**Yapılacaklar**:
(a) İrade-i cüz'iyye metnindeki "İnsan direksiyonu ne tarafa çevirirse otomobil o tarafa gider." cümlesini İngilizceye çevirir misiniz?
(b) İrade-i cüz'iyye metninin "Eklendi: Görüntülendi: 1263" ile "Halık yani yaratan’dır." arasındaki kısmını, bu iki ifade de dahil, harfi harfine yazdırır mısınız?

**Seçilen bölüm**:
********

Eklendi: Görüntülendi: 1263
İrade-i cüziyye nedir ?
İrade-i cüz’iyye, Cenab-ı Hakk’ın kuluna verdiği sınırlı bir salahiyet ve tercih hakkıdır. Fakat ehemmiyeti pek büyüktür. Zira insan, iradesini hayra sarf ederse Mevla hayrı, şerre sarf ederse şerri yaratır. Bu itibarla insan, cenneti de, cehennemi de bu irade ile kazanır. Evet, Halık (Yaratıcı) yalnız Allahü Teala’dır. O dilemezse, o yaratmazsa hiçbir şey olmaz. Şu kadar ki, kul kasib isteyip çalışan, Mevla ise Halık yani yaratan’dır.
İnsana verilen irade-i cüzi’iyye otomobilin direksiyonu gibidir. İnsan direksiyonu ne tarafa çevirirse otomobil o tarafa gider. Bu sebeple, Allah’a isyan eden kimse, ‘’Ben ne yapayım, Allah böyle dilemiş,böyle yaratmış’’ deyip mes’uliyeti üzerinden atıp sıyrılamaz. Evet, Allah dilemiştir ama kulun iradesi ve çalışması bu yolda olduğu için dilemiştir. Zaten kulda, böyle bir irade-i cüz’iyye yani tercih hakkı olmasaydı, Cenab-ı Hak kuluna imtihan fırsatı vermemiş, onu hayra veya şerre zorlamış olurdu. Halbuki Cenab-ı Hak kuluna zorla bir günah yaptırıp, sonra da cezalandırmaktan münezzehtir.

********

**Kayıtlı veriler**:
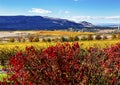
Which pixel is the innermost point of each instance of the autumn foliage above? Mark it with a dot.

********

**Sonuçlar**:
(a) Whichever way a person turns the steering wheel, the car goes that way.

(b)
Eklendi: Görüntülendi: 1263
İrade-i cüziyye nedir ?
İrade-i cüz’iyye, Cenab-ı Hakk’ın kuluna verdiği sınırlı bir salahiyet ve tercih hakkıdır. Fakat ehemmiyeti pek büyüktür. Zira insan, iradesini hayra sarf ederse Mevla hayrı, şerre sarf ederse şerri yaratır. Bu itibarla insan, cenneti de, cehennemi de bu irade ile kazanır. Evet, Halık (Yaratıcı) yalnız Allahü Teala’dır. O dilemezse, o yaratmazsa hiçbir şey olmaz. Şu kadar ki, kul kasib isteyip çalışan, Mevla ise Halık yani yaratan’dır.